PROBLEM TO WORK ON: Give each line of the material below as a JSON list of strings, one string per line, leaving out blank lines.

━━━ PROVIDED RECORDS ━━━

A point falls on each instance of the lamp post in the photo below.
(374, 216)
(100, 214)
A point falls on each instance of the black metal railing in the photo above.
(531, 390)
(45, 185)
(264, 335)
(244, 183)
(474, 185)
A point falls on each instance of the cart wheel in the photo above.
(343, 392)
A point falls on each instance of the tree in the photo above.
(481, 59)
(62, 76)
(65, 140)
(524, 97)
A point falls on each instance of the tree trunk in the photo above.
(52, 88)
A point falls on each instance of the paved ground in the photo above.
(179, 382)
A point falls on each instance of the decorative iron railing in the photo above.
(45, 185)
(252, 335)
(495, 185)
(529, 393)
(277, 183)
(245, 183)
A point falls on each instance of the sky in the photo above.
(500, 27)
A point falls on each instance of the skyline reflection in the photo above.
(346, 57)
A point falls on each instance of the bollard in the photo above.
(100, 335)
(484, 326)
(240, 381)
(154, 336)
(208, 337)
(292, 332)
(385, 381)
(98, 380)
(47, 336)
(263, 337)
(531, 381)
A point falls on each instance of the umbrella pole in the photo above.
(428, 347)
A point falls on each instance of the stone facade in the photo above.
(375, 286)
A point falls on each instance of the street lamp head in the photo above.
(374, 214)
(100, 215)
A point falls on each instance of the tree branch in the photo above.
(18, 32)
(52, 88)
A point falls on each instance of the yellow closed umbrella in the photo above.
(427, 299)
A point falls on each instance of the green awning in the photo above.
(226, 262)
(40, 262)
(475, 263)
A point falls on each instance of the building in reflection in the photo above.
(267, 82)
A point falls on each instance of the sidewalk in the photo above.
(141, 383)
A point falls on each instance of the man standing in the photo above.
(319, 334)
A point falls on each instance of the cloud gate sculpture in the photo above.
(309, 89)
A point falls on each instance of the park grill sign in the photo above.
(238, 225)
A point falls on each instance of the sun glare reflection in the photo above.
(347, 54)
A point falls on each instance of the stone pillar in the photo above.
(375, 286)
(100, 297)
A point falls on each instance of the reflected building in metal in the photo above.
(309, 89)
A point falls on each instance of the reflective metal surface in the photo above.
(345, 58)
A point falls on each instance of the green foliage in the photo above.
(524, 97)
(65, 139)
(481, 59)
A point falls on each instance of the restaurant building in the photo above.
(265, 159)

━━━

OUTPUT FOR THIS EXERCISE:
[
  "A point falls on each instance of the lamp post in the photo below.",
  "(374, 216)",
  "(100, 214)",
  "A point falls on each instance of the black metal railing in the photo above.",
  "(531, 390)",
  "(45, 185)",
  "(264, 335)",
  "(244, 183)",
  "(474, 185)",
  "A point falls on each instance of the cart wheel in the photo above.",
  "(343, 392)",
  "A point falls on each instance of the tree in the photo above.",
  "(481, 59)",
  "(62, 76)",
  "(65, 140)",
  "(524, 97)",
  "A point falls on each instance of the tree trunk in the photo above.",
  "(52, 88)",
  "A point falls on each instance of the paved ground in the photo above.",
  "(179, 382)",
  "A point falls on each instance of the decorative iron railing in the photo above.",
  "(45, 185)",
  "(252, 335)",
  "(495, 185)",
  "(529, 393)",
  "(277, 183)",
  "(245, 183)",
  "A point falls on each instance of the sky in the photo above.",
  "(500, 27)",
  "A point falls on each instance of the skyline reflection in the photo above.",
  "(346, 57)",
  "A point falls on each instance of the bollard in the photo above.",
  "(100, 335)",
  "(484, 326)",
  "(240, 381)",
  "(154, 336)",
  "(208, 337)",
  "(292, 332)",
  "(385, 381)",
  "(98, 380)",
  "(47, 336)",
  "(263, 337)",
  "(531, 381)",
  "A point falls on each instance of the umbrella pole in the photo above.",
  "(428, 347)",
  "A point falls on each instance of the stone facade in the photo above.",
  "(375, 286)",
  "A point falls on each instance of the street lamp head in the photo above.",
  "(374, 214)",
  "(100, 215)",
  "A point falls on each instance of the tree branch in the photo above.",
  "(18, 32)",
  "(52, 88)",
  "A point falls on each instance of the yellow closed umbrella in the photo above.",
  "(427, 299)",
  "A point falls on each instance of the green awning in the photo above.",
  "(226, 262)",
  "(40, 262)",
  "(475, 263)",
  "A point falls on each instance of the building in reflection in the photo above.",
  "(267, 82)",
  "A point falls on each instance of the sidewalk in the photo above.",
  "(141, 383)",
  "A point falls on each instance of the man standing in the photo above.",
  "(319, 334)",
  "A point falls on each instance of the cloud gate sculpture in the photo above.",
  "(309, 89)",
  "A point falls on each instance of the park grill sign in the photo above.",
  "(238, 225)",
  "A point falls on each instance of the sun glare reflection in the photo above.",
  "(347, 54)",
  "A point falls on each instance of the stone pillar in the photo above.",
  "(375, 286)",
  "(100, 297)",
  "A point falls on each instance of the reflected building in metal in the photo above.",
  "(309, 89)",
  "A point falls on each instance of the reflective metal surface in the photo above.",
  "(345, 58)",
  "A point falls on each instance of the green foliage in the photo above.",
  "(524, 97)",
  "(65, 139)",
  "(481, 59)",
  "A point falls on each instance of the restaurant building in the photo above.",
  "(265, 159)"
]